- [PASSAGE]
--- START ---

Data accuracy in the European Cystic Fibrosis Society Patient Registry: results of an on-site data validation project.
Naehrlich Lutz, Fox Alice, Krasnyk Marko, Wollscheid Nadine, Silvia Lorca Mayor, Zolin Anna, Prasad Vibha, ECFS Patient Registry Steering Group
Abstract
Open AccessBACKGROUND: Patient registries are valuable tools for epidemiological research, especially for rare diseases, and a high level of data quality is essential but not always demonstrated. Although crucial, the quality management process in patient registries rarely includes data validation. The European Cystic Fibrosis Society Patient Registry (ECFSPR) collects clinical data about people with cystic fibrosis (pwCF) in Europe (as defined by the World Health Organisation (WHO) European region). This on-site data validation project was conducted by the ECFSPR to assess feasibility of the project, data accuracy and identify areas for improvement. METHODS: From November 2018 to April 2024 the ECFSPR visited centres to validate data on-site, assessing the accuracy and validity of source data for key variables related to demographics, diagnosis, organ transplant and annual disease progression. We compared data submitted to ECFSPR with medical health records (MHR) at participating centres; standardised variable definitions are used for the ECFSPR data. Accuracy (incl. validity) was expressed as the percentage of validated data points that match the MHR. RESULTS: We validated source data on-site in 34 of 40 (85%) participating countries and 133 of 397 (34%) centres, for 4024 pwCF (7.5% of the ECFSPR 2021 dataset). Accuracy was high for demographic data (month and year of birth, sex), transplant (> 99%) and annual clinical data on disease progression (selected infections, medication, complications; >94%). Accuracy for genetic information was 96.6% (where the original genotyping laboratory report was available which was for 85% of all pwCF). Anthropometric measurements and lung function data showed lower accuracy (87-88% of the validated data; this was primarily due to non-adherence to the parameters for selection of the encounter for annual lung function assessment. Data for liver disease were also comparatively less accurate (92%); this may reflect diagnostic heterogeneity. CONCLUSIONS: The ECFSPR on-site data validation project demonstrated its feasibility and confirmed the high accuracy of data for critical variables while also revealing specific areas for targeted quality improvement efforts. CLINICAL TRIAL NUMBER: Not applicable.

--- END ---

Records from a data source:
--- START ---

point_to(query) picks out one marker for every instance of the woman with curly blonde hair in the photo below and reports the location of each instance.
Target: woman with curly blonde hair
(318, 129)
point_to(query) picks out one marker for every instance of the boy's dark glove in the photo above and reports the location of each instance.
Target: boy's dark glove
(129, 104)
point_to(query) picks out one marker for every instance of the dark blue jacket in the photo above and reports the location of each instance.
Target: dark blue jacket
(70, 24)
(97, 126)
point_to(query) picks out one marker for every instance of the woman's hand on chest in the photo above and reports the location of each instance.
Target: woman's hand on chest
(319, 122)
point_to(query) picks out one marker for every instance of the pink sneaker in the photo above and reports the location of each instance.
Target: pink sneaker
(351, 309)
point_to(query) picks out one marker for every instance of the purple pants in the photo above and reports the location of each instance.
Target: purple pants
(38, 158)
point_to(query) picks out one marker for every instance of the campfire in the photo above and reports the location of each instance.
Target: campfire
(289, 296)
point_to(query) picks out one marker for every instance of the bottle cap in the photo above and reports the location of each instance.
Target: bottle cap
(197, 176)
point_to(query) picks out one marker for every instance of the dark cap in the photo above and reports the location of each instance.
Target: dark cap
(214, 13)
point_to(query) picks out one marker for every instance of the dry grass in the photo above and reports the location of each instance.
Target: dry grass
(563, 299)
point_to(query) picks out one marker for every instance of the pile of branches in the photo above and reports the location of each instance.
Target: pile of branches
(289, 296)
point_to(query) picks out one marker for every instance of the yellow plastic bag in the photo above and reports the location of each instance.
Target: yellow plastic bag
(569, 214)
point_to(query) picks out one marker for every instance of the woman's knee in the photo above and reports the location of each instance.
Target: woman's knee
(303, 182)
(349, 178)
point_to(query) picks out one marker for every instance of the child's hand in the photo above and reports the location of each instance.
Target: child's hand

--- END ---

- [EXERCISE GOAL]
In the abstract on registry data accuracy, what accuracy was found for genetic information?

- [ANSWER SECTION]
96.6%, where the original genotyping laboratory report was available.